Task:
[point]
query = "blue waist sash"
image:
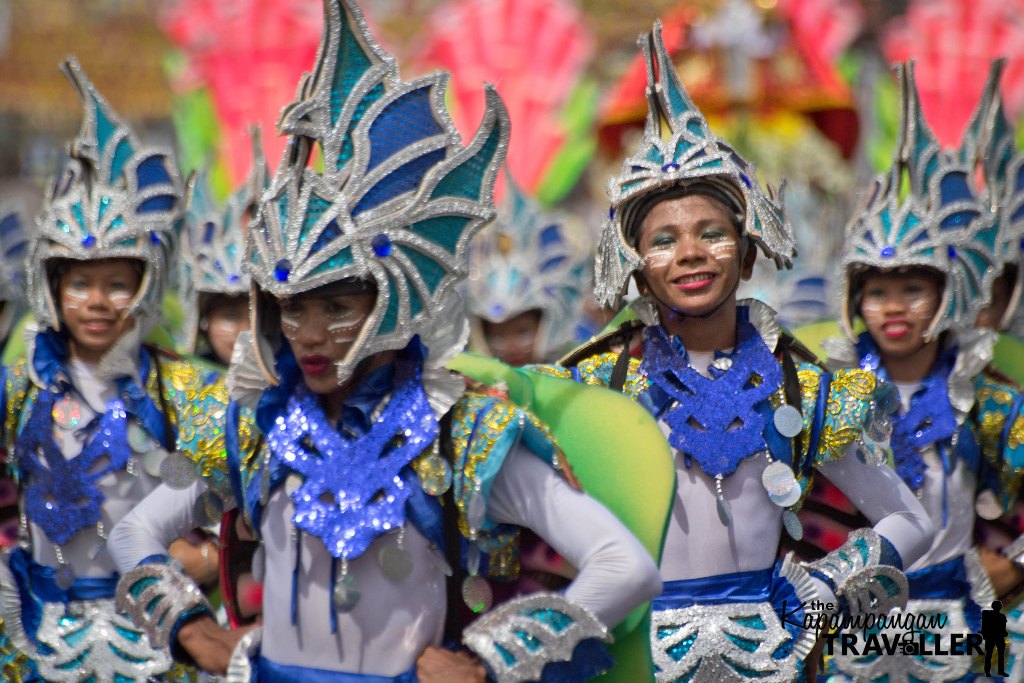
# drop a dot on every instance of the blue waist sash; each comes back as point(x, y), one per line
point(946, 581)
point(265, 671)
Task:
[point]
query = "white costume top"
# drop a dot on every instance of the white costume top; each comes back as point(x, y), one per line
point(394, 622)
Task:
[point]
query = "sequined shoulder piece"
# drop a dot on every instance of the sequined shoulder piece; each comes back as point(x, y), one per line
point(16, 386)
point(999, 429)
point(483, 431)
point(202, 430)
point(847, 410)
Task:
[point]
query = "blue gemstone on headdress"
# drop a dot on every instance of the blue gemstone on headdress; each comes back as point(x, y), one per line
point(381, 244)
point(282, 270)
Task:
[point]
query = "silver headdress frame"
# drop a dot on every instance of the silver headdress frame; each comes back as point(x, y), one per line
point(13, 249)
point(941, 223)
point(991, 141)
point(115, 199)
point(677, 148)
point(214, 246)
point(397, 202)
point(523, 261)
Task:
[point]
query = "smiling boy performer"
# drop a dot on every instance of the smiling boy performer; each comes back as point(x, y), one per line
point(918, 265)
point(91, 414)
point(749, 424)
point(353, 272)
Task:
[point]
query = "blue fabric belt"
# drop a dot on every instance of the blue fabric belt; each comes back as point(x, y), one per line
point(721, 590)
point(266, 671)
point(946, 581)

···

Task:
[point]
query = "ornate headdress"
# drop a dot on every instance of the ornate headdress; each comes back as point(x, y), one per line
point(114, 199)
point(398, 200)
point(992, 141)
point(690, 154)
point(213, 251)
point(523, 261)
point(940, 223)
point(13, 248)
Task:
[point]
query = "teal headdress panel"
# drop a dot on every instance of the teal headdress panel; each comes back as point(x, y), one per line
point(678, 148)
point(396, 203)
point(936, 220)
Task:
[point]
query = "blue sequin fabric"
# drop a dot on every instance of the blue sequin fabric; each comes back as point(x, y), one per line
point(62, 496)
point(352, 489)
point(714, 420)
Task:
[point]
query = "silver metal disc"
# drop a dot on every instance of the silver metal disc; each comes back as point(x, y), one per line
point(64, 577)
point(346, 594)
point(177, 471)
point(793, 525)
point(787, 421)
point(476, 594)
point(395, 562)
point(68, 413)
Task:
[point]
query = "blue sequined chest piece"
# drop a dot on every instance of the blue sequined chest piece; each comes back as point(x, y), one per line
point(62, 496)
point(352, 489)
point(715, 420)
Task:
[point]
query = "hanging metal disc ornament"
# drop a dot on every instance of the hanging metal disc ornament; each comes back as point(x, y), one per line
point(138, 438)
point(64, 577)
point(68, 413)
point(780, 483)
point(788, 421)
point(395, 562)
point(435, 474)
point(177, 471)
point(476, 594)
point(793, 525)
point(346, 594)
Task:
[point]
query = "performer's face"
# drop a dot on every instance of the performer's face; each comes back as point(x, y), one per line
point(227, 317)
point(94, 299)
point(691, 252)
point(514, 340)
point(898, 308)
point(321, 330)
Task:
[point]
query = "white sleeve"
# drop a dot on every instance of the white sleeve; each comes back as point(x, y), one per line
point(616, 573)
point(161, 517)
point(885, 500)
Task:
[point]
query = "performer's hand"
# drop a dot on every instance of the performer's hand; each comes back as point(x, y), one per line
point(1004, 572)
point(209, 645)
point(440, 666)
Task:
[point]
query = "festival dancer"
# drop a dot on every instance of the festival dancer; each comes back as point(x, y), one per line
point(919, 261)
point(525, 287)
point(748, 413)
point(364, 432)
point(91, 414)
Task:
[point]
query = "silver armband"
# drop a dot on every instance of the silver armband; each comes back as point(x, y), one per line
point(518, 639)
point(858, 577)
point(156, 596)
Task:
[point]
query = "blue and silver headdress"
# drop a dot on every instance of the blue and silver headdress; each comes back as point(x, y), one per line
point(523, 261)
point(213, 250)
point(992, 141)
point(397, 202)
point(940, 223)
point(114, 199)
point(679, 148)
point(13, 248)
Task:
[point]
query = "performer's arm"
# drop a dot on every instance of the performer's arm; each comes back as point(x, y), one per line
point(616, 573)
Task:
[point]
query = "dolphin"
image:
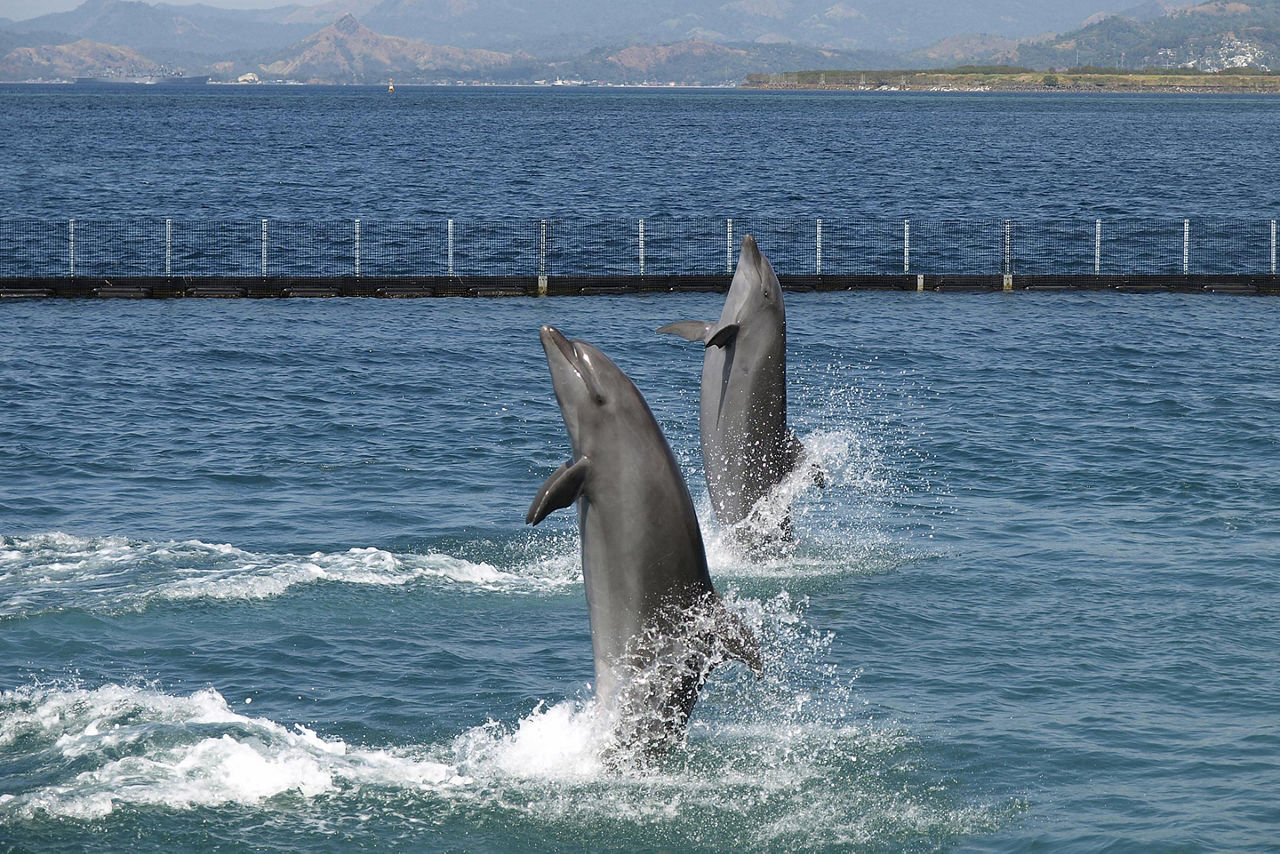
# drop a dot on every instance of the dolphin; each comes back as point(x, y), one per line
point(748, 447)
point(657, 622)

···

__TASK TO CARRY OUT__
Which lines in the records above contain the string "dancer"? Pull out each of those lines in full, and treat uppercase and lowercase as different.

__RESPONSE__
query = "festival dancer"
# drop a dot on every instance of the festival dancer; each comes back as point(x, y), one per line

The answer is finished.